> What to work on
**A.** From the answer key on the failing data-exporter service, answer each on its own line:
(i) What is the name of the dedicated batch server?
(ii) What file mode does the playbook deploy-exporter.yml set on the script?
(iii) What exit code does systemd report?
**B.** In one to three sentences, why does the scheduled export fail when systemd runs export.sh, according to the answer key on the failing data-exporter service?

Answer Key: The Service That Won't Start¶
The System¶
A nightly batch data export pipeline running on a dedicated batch server (prod-batch-01). A shell script (export.sh) is executed by a systemd service on a timer (or triggered by cron) to extract transaction and user event data from a database and export it — likely to S3, SFTP, or a data warehouse.
[systemd timer] --> [data-exporter.service]
|
/opt/data-exporter/bin/export.sh
|
[Database] --> [Export Target]
|
Pushes metrics: data_export_rows_total, data_export_last_success_timestamp
[crond] --> /opt/data-exporter/bin/cleanup.sh (separate maintenance job)
Ansible manages deployment of the script and systemd unit file. The system also has a separate cron job running cleanup.sh (probably removing old export files).
What's Broken¶
Root cause: The Ansible playbook deploy-exporter.yml sets the file mode to 0644 (read-write for owner, read-only for others) — no execute permission. When systemd tries to run /opt/data-exporter/bin/export.sh as the ExecStart command, the kernel returns EACCES and systemd reports exit code 126 (permission denied).
The playbook was run at 18:45 on Oct 1 (visible in the Ansible log), overwriting the script with correct content but wrong permissions. The next scheduled run at 02:00 on Oct 2 failed.
Key clue: Exit code 126 in the systemctl status output, combined with ls -la showing -rw-r--r-- (no x bit), and the Ansible task explicitly setting mode: "0644".

> Dataset excerpts
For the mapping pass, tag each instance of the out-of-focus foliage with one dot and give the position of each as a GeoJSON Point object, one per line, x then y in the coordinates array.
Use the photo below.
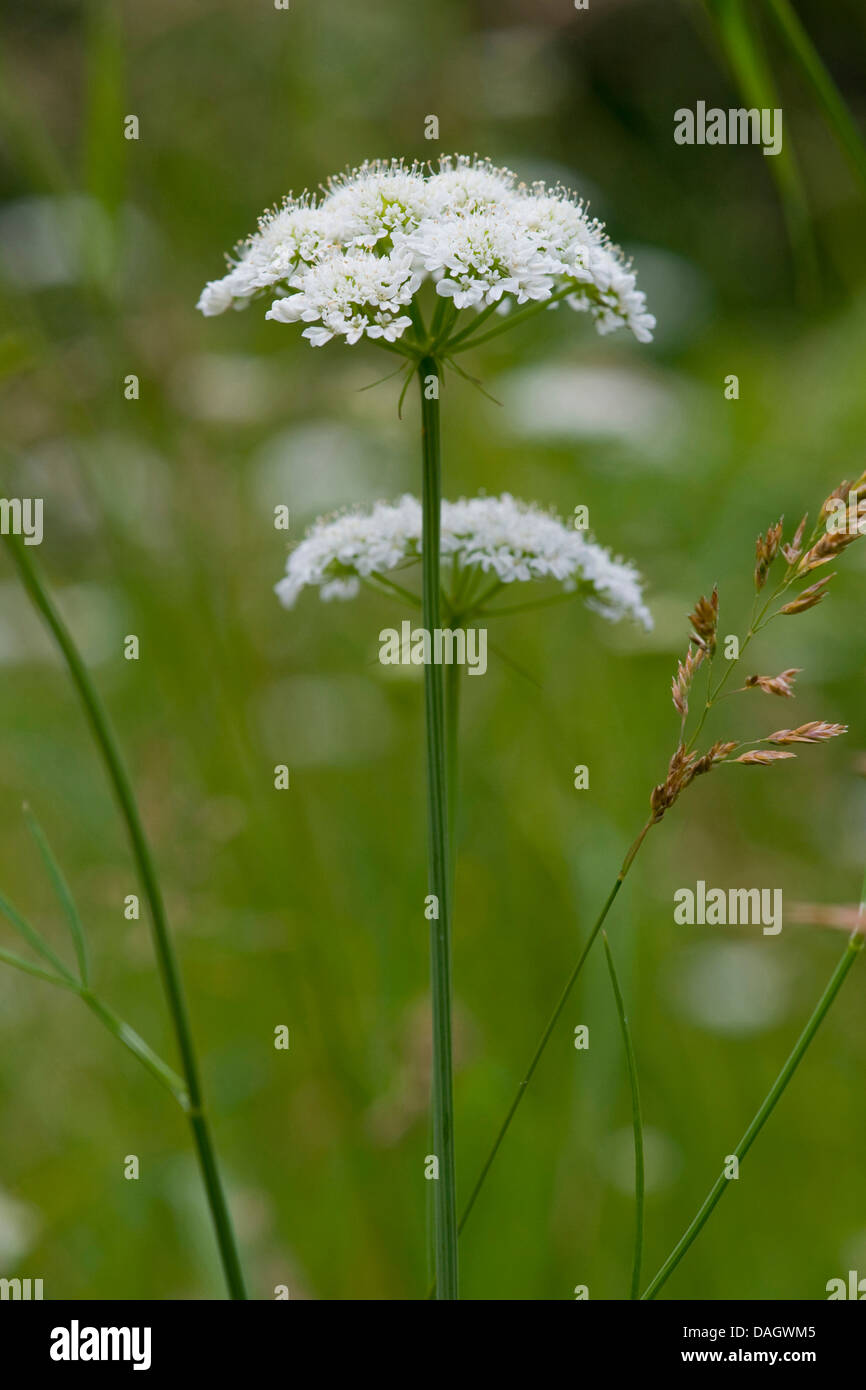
{"type": "Point", "coordinates": [306, 906]}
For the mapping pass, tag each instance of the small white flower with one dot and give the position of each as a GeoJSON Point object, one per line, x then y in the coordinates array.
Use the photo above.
{"type": "Point", "coordinates": [352, 260]}
{"type": "Point", "coordinates": [510, 541]}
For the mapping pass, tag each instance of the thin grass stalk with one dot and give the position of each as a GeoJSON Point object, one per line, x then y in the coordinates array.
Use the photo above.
{"type": "Point", "coordinates": [637, 1122]}
{"type": "Point", "coordinates": [167, 961]}
{"type": "Point", "coordinates": [439, 862]}
{"type": "Point", "coordinates": [830, 99]}
{"type": "Point", "coordinates": [768, 1105]}
{"type": "Point", "coordinates": [552, 1022]}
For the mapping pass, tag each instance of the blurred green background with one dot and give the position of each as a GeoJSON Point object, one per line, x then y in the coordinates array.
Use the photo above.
{"type": "Point", "coordinates": [303, 906]}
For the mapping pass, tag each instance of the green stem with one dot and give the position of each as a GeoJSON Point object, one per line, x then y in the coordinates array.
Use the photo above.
{"type": "Point", "coordinates": [164, 950]}
{"type": "Point", "coordinates": [635, 1121]}
{"type": "Point", "coordinates": [716, 1193]}
{"type": "Point", "coordinates": [452, 724]}
{"type": "Point", "coordinates": [552, 1022]}
{"type": "Point", "coordinates": [445, 1194]}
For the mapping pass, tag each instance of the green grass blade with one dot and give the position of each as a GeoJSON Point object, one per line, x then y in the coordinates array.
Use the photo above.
{"type": "Point", "coordinates": [830, 99]}
{"type": "Point", "coordinates": [747, 60]}
{"type": "Point", "coordinates": [64, 897]}
{"type": "Point", "coordinates": [35, 940]}
{"type": "Point", "coordinates": [20, 963]}
{"type": "Point", "coordinates": [635, 1118]}
{"type": "Point", "coordinates": [135, 1044]}
{"type": "Point", "coordinates": [768, 1105]}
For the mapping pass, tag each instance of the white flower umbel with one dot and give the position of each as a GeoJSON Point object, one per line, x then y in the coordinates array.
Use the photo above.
{"type": "Point", "coordinates": [416, 260]}
{"type": "Point", "coordinates": [350, 262]}
{"type": "Point", "coordinates": [506, 540]}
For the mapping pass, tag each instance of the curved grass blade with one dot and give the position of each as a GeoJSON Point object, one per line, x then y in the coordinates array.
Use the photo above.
{"type": "Point", "coordinates": [20, 963]}
{"type": "Point", "coordinates": [717, 1190]}
{"type": "Point", "coordinates": [635, 1119]}
{"type": "Point", "coordinates": [35, 938]}
{"type": "Point", "coordinates": [64, 895]}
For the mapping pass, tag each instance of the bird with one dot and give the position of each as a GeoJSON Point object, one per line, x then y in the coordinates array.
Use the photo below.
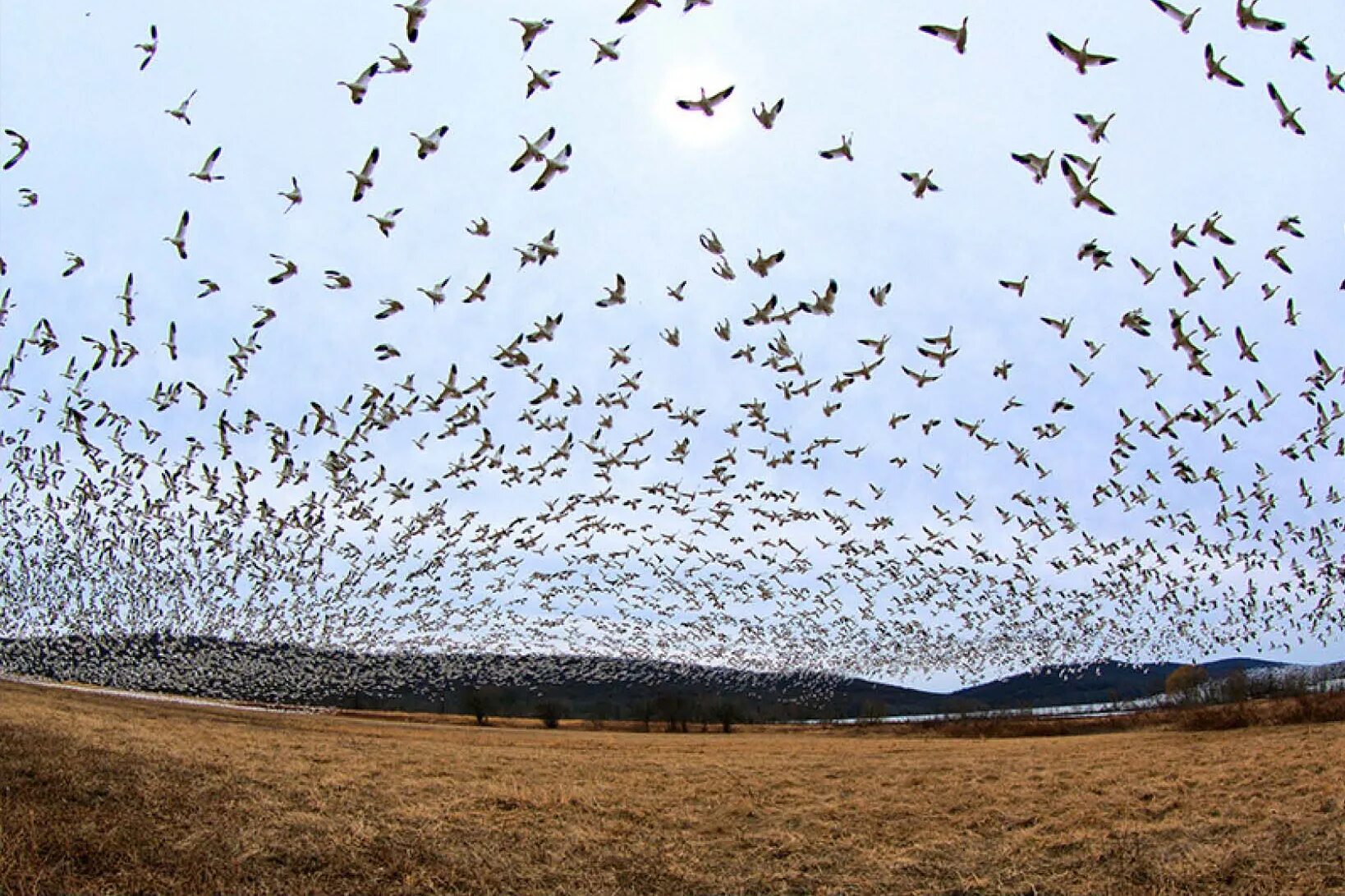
{"type": "Point", "coordinates": [478, 292]}
{"type": "Point", "coordinates": [415, 12]}
{"type": "Point", "coordinates": [1247, 18]}
{"type": "Point", "coordinates": [636, 8]}
{"type": "Point", "coordinates": [920, 181]}
{"type": "Point", "coordinates": [1096, 128]}
{"type": "Point", "coordinates": [539, 80]}
{"type": "Point", "coordinates": [436, 292]}
{"type": "Point", "coordinates": [208, 168]}
{"type": "Point", "coordinates": [360, 85]}
{"type": "Point", "coordinates": [151, 48]}
{"type": "Point", "coordinates": [1214, 69]}
{"type": "Point", "coordinates": [386, 221]}
{"type": "Point", "coordinates": [1189, 287]}
{"type": "Point", "coordinates": [179, 238]}
{"type": "Point", "coordinates": [533, 149]}
{"type": "Point", "coordinates": [1223, 273]}
{"type": "Point", "coordinates": [531, 30]}
{"type": "Point", "coordinates": [615, 296]}
{"type": "Point", "coordinates": [1184, 19]}
{"type": "Point", "coordinates": [171, 343]}
{"type": "Point", "coordinates": [706, 103]}
{"type": "Point", "coordinates": [181, 112]}
{"type": "Point", "coordinates": [287, 269]}
{"type": "Point", "coordinates": [605, 50]}
{"type": "Point", "coordinates": [293, 194]}
{"type": "Point", "coordinates": [761, 264]}
{"type": "Point", "coordinates": [365, 178]}
{"type": "Point", "coordinates": [1246, 350]}
{"type": "Point", "coordinates": [957, 37]}
{"type": "Point", "coordinates": [553, 166]}
{"type": "Point", "coordinates": [1081, 57]}
{"type": "Point", "coordinates": [765, 116]}
{"type": "Point", "coordinates": [1083, 194]}
{"type": "Point", "coordinates": [1288, 117]}
{"type": "Point", "coordinates": [1039, 166]}
{"type": "Point", "coordinates": [429, 143]}
{"type": "Point", "coordinates": [21, 145]}
{"type": "Point", "coordinates": [398, 63]}
{"type": "Point", "coordinates": [843, 151]}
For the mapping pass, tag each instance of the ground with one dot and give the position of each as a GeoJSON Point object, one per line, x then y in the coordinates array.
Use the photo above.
{"type": "Point", "coordinates": [111, 795]}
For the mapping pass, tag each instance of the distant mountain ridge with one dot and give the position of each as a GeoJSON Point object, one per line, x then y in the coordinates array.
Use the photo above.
{"type": "Point", "coordinates": [585, 687]}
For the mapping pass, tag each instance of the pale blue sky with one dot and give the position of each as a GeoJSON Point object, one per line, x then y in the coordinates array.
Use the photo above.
{"type": "Point", "coordinates": [646, 179]}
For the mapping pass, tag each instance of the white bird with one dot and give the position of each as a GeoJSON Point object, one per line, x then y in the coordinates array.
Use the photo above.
{"type": "Point", "coordinates": [1288, 117]}
{"type": "Point", "coordinates": [615, 296]}
{"type": "Point", "coordinates": [1214, 69]}
{"type": "Point", "coordinates": [765, 116]}
{"type": "Point", "coordinates": [386, 221]}
{"type": "Point", "coordinates": [957, 37]}
{"type": "Point", "coordinates": [360, 85]}
{"type": "Point", "coordinates": [365, 177]}
{"type": "Point", "coordinates": [553, 166]}
{"type": "Point", "coordinates": [398, 63]}
{"type": "Point", "coordinates": [706, 103]}
{"type": "Point", "coordinates": [531, 30]}
{"type": "Point", "coordinates": [1247, 18]}
{"type": "Point", "coordinates": [605, 50]}
{"type": "Point", "coordinates": [636, 8]}
{"type": "Point", "coordinates": [1096, 128]}
{"type": "Point", "coordinates": [1081, 57]}
{"type": "Point", "coordinates": [1189, 287]}
{"type": "Point", "coordinates": [21, 145]}
{"type": "Point", "coordinates": [843, 151]}
{"type": "Point", "coordinates": [179, 238]}
{"type": "Point", "coordinates": [920, 181]}
{"type": "Point", "coordinates": [293, 194]}
{"type": "Point", "coordinates": [478, 292]}
{"type": "Point", "coordinates": [415, 14]}
{"type": "Point", "coordinates": [539, 80]}
{"type": "Point", "coordinates": [181, 112]}
{"type": "Point", "coordinates": [151, 48]}
{"type": "Point", "coordinates": [533, 149]}
{"type": "Point", "coordinates": [1083, 194]}
{"type": "Point", "coordinates": [1039, 166]}
{"type": "Point", "coordinates": [208, 168]}
{"type": "Point", "coordinates": [1184, 19]}
{"type": "Point", "coordinates": [429, 143]}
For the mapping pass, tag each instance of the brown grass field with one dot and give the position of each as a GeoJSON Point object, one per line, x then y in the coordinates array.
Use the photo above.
{"type": "Point", "coordinates": [112, 795]}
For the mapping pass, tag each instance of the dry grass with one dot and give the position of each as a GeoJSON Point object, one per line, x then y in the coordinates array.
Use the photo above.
{"type": "Point", "coordinates": [105, 795]}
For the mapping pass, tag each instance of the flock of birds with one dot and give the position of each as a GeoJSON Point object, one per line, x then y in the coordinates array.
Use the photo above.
{"type": "Point", "coordinates": [548, 502]}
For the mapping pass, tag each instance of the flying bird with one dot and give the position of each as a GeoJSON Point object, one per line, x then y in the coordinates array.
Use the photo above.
{"type": "Point", "coordinates": [360, 85]}
{"type": "Point", "coordinates": [957, 37]}
{"type": "Point", "coordinates": [365, 177]}
{"type": "Point", "coordinates": [1081, 57]}
{"type": "Point", "coordinates": [706, 103]}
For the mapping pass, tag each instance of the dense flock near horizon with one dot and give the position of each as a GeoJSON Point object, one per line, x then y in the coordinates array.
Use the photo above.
{"type": "Point", "coordinates": [253, 393]}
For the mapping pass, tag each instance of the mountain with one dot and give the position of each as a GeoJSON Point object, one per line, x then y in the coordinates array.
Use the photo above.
{"type": "Point", "coordinates": [516, 685]}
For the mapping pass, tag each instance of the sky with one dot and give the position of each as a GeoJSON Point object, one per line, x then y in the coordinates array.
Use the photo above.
{"type": "Point", "coordinates": [646, 179]}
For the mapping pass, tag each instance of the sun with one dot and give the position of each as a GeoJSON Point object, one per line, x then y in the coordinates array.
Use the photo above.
{"type": "Point", "coordinates": [695, 128]}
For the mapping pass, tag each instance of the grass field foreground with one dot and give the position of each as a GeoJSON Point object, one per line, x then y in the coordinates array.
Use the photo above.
{"type": "Point", "coordinates": [109, 795]}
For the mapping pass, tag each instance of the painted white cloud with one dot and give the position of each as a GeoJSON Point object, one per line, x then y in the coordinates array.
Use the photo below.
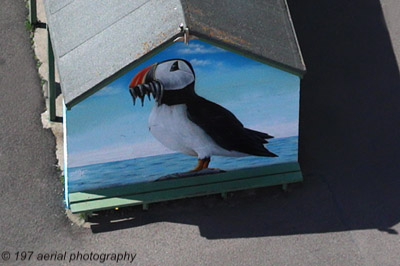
{"type": "Point", "coordinates": [117, 153]}
{"type": "Point", "coordinates": [200, 62]}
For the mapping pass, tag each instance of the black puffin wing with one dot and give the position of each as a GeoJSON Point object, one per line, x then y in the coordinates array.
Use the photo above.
{"type": "Point", "coordinates": [225, 129]}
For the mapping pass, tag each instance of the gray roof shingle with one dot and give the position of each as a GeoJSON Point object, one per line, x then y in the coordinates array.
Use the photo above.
{"type": "Point", "coordinates": [96, 40]}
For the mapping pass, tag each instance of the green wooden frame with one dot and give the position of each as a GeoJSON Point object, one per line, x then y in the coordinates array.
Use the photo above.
{"type": "Point", "coordinates": [150, 192]}
{"type": "Point", "coordinates": [32, 12]}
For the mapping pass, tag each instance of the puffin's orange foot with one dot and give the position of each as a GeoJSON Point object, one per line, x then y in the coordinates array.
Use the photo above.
{"type": "Point", "coordinates": [201, 164]}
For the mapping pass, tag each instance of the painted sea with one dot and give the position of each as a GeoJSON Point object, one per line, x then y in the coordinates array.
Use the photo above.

> Exercise responses
**A.**
(i) prod-batch-01
(ii) 0644
(iii) 126

**B.** The Ansible playbook deploy-exporter.yml set the script's mode to 0644, which gives no execute permission. When systemd runs /opt/data-exporter/bin/export.sh as the ExecStart command, the kernel returns EACCES. Systemd then reports exit code 126 (permission denied).